_Exercise directions_: Render the part of the material that opens with the line containing "Target: bus front door" and runs through the end of the material as a Markdown table, skipping blank lines. Use a column headed Row for the row number and a column headed Line for that line's text.

_Data for this task_:
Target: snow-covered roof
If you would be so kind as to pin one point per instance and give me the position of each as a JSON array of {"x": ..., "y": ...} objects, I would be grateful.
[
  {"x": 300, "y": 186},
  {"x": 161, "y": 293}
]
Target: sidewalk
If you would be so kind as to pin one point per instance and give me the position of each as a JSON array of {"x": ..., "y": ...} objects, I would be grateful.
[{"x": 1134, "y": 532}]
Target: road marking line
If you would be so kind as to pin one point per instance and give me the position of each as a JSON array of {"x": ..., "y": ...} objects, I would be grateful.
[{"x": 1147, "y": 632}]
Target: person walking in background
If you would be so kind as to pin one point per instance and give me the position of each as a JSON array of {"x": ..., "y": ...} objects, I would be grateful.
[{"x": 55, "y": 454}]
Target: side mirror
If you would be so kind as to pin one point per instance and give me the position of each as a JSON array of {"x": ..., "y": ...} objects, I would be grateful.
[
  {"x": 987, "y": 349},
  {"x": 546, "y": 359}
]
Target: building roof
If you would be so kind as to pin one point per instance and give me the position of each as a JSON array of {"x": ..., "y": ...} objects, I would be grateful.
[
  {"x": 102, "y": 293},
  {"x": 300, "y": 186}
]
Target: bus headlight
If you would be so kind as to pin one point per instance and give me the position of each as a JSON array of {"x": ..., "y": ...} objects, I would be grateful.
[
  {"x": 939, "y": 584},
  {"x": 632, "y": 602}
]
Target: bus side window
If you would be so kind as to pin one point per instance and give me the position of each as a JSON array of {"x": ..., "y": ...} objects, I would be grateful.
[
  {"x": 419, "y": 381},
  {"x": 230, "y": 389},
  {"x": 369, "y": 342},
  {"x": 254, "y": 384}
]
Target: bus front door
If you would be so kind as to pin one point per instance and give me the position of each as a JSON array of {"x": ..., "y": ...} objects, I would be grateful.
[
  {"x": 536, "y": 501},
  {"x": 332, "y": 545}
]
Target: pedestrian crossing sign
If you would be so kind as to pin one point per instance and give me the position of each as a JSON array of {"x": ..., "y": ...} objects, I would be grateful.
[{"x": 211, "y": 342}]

_Expected answer_:
| Row | Line |
|---|---|
| 1 | Target: bus front door |
| 2 | If you would be so kind as to pin one point per instance and give me the position of each as a JSON array of {"x": ..., "y": ...} objects, I would be grateful. |
| 3 | [ |
| 4 |   {"x": 536, "y": 501}, |
| 5 |   {"x": 332, "y": 545} |
| 6 | ] |
| 7 | Target: pedestrian crossing sign |
| 8 | If you would be so kind as to pin one point per instance and give me the position of each as a JSON array of {"x": ..., "y": ...} objects, I would be grateful. |
| 9 | [{"x": 211, "y": 342}] |